▸ **Exercise goal**
The line containing "Note: for this drill we locate the hairy" marks the start; return it and every line after it in the listing below, exactly, through the last.
## BEGIN Input material
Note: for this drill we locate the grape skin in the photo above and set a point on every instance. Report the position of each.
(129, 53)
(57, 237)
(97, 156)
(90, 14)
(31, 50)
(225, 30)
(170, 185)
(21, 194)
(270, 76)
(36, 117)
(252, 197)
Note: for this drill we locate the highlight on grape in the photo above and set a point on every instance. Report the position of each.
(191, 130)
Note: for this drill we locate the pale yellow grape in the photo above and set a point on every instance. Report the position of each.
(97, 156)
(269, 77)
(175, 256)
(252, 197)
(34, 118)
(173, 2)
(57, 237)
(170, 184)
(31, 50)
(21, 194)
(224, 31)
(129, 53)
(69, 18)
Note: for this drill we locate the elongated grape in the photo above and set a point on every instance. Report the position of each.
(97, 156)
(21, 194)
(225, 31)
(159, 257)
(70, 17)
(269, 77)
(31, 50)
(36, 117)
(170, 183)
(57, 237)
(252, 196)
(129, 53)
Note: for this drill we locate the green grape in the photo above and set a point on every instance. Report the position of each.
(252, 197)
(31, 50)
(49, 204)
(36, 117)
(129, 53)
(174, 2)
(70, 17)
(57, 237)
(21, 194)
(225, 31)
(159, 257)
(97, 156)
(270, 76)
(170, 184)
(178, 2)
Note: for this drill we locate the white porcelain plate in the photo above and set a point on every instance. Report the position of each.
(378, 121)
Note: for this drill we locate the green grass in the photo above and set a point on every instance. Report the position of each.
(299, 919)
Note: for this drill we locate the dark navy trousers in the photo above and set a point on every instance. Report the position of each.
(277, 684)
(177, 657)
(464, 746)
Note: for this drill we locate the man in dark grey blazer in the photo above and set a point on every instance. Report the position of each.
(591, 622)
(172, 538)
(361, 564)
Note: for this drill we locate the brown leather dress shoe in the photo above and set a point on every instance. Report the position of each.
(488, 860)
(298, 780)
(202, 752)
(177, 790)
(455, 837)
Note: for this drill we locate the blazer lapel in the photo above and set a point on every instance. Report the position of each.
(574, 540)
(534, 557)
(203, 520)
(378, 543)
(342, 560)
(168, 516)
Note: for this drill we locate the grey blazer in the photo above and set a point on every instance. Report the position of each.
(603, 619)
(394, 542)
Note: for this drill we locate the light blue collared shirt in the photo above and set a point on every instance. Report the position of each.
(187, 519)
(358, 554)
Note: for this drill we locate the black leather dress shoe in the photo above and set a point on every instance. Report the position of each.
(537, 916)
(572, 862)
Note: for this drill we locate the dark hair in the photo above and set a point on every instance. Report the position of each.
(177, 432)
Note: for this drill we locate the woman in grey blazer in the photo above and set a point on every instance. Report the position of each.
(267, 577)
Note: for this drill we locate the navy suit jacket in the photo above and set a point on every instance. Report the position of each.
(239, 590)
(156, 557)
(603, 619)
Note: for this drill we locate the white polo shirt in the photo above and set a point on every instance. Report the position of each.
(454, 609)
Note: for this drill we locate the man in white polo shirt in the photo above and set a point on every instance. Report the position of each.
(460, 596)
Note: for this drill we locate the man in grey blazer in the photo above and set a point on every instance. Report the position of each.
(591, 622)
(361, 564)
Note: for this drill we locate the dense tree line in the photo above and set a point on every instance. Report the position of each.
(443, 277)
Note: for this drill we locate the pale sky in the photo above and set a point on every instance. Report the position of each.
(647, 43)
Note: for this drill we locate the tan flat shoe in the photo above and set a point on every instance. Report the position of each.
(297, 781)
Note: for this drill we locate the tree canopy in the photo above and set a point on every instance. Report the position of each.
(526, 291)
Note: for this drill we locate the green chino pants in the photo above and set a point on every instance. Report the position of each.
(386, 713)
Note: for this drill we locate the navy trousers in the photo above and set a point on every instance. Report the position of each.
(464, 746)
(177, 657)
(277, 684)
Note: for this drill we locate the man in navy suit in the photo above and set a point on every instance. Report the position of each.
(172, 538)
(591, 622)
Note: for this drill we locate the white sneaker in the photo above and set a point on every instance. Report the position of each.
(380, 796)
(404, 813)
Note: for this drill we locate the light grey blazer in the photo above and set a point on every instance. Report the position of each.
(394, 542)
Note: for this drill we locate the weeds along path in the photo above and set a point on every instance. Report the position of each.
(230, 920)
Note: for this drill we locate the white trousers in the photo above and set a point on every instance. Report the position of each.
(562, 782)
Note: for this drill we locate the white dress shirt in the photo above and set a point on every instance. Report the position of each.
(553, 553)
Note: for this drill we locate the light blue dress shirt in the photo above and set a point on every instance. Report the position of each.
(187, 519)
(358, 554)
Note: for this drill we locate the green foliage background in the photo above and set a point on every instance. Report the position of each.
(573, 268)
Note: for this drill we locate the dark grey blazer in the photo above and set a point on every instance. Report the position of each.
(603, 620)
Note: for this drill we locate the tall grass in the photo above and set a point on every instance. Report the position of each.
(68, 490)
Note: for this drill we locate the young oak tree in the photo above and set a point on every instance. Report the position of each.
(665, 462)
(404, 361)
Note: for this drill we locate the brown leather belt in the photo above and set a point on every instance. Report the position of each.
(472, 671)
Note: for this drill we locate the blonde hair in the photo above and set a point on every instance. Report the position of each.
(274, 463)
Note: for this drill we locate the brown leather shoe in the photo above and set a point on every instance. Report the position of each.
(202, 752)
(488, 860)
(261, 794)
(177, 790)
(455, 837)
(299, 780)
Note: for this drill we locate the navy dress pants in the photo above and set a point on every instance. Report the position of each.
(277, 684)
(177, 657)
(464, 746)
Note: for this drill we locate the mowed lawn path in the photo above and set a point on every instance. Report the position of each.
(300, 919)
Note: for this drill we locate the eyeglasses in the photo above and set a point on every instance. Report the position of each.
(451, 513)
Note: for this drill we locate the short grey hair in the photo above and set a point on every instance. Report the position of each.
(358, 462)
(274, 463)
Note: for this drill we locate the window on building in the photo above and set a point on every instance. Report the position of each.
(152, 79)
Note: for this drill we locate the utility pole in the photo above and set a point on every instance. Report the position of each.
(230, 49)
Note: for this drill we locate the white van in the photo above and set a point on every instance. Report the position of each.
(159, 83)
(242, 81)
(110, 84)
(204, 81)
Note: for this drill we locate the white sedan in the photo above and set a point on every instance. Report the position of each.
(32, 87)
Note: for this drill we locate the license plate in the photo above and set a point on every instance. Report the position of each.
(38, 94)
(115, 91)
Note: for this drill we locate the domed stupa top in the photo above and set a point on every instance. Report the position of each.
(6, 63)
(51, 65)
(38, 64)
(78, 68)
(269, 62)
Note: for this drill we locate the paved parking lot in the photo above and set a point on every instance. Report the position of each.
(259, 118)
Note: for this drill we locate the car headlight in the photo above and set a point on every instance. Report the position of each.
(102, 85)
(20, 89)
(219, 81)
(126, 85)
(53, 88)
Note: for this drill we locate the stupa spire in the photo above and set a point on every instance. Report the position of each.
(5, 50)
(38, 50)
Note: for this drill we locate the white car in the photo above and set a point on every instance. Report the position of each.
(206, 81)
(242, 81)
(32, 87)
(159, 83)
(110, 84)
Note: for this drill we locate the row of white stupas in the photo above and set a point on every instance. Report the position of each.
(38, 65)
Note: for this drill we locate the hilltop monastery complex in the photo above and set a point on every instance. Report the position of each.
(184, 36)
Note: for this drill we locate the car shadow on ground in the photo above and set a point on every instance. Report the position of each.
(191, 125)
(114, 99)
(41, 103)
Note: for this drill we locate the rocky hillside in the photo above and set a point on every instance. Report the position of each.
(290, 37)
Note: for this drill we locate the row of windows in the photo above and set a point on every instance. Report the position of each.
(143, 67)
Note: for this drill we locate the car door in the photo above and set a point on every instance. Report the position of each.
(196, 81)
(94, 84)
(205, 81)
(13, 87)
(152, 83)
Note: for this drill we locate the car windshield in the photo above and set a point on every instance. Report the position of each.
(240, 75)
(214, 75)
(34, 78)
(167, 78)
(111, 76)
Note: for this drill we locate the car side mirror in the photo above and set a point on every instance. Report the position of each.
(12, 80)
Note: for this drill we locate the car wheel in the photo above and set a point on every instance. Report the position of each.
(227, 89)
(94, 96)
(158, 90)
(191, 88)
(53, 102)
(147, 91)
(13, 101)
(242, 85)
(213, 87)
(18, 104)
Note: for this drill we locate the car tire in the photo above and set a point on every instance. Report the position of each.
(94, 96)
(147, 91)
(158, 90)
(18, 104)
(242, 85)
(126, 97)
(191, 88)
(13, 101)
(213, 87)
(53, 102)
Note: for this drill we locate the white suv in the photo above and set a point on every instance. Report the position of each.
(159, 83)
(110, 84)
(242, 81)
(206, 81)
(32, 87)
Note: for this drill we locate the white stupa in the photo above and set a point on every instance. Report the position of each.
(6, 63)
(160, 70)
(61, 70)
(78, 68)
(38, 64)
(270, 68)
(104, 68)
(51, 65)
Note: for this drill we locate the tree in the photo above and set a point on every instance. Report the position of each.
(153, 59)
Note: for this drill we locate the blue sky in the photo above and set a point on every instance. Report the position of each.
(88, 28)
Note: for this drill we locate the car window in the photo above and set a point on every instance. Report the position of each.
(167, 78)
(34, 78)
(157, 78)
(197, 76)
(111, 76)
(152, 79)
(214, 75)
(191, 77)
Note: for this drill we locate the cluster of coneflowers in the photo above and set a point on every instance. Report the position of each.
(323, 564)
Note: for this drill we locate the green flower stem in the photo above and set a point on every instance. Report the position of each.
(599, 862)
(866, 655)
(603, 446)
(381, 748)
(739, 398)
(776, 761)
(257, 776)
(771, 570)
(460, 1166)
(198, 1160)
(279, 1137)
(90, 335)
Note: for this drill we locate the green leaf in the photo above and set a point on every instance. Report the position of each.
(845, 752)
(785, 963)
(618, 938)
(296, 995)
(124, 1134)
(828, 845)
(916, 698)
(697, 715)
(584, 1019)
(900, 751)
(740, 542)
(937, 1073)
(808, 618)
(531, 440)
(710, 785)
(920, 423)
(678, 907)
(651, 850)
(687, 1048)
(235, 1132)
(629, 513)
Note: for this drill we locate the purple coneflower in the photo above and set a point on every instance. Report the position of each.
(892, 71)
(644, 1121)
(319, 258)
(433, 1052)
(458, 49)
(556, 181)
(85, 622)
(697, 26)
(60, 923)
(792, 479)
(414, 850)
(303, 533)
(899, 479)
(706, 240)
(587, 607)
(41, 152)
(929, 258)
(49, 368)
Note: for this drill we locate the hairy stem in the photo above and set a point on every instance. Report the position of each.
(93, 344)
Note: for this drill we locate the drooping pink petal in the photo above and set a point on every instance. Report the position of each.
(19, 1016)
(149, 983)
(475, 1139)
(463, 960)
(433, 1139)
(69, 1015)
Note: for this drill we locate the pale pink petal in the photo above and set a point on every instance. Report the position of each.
## END Input material
▸ **Result for this task**
Note: for this drill we locate the hairy stem in the photo above and set a point on every instance. Report the position of each.
(93, 344)
Note: for this drill we locate the drooping pink petal in the photo above and set a point on every instance. Report the position of each.
(19, 1016)
(149, 983)
(475, 1139)
(463, 960)
(433, 1139)
(69, 1015)
Note: for this drill we locate the pale pink petal in the photo above and set a point on every instance. Report the position of each.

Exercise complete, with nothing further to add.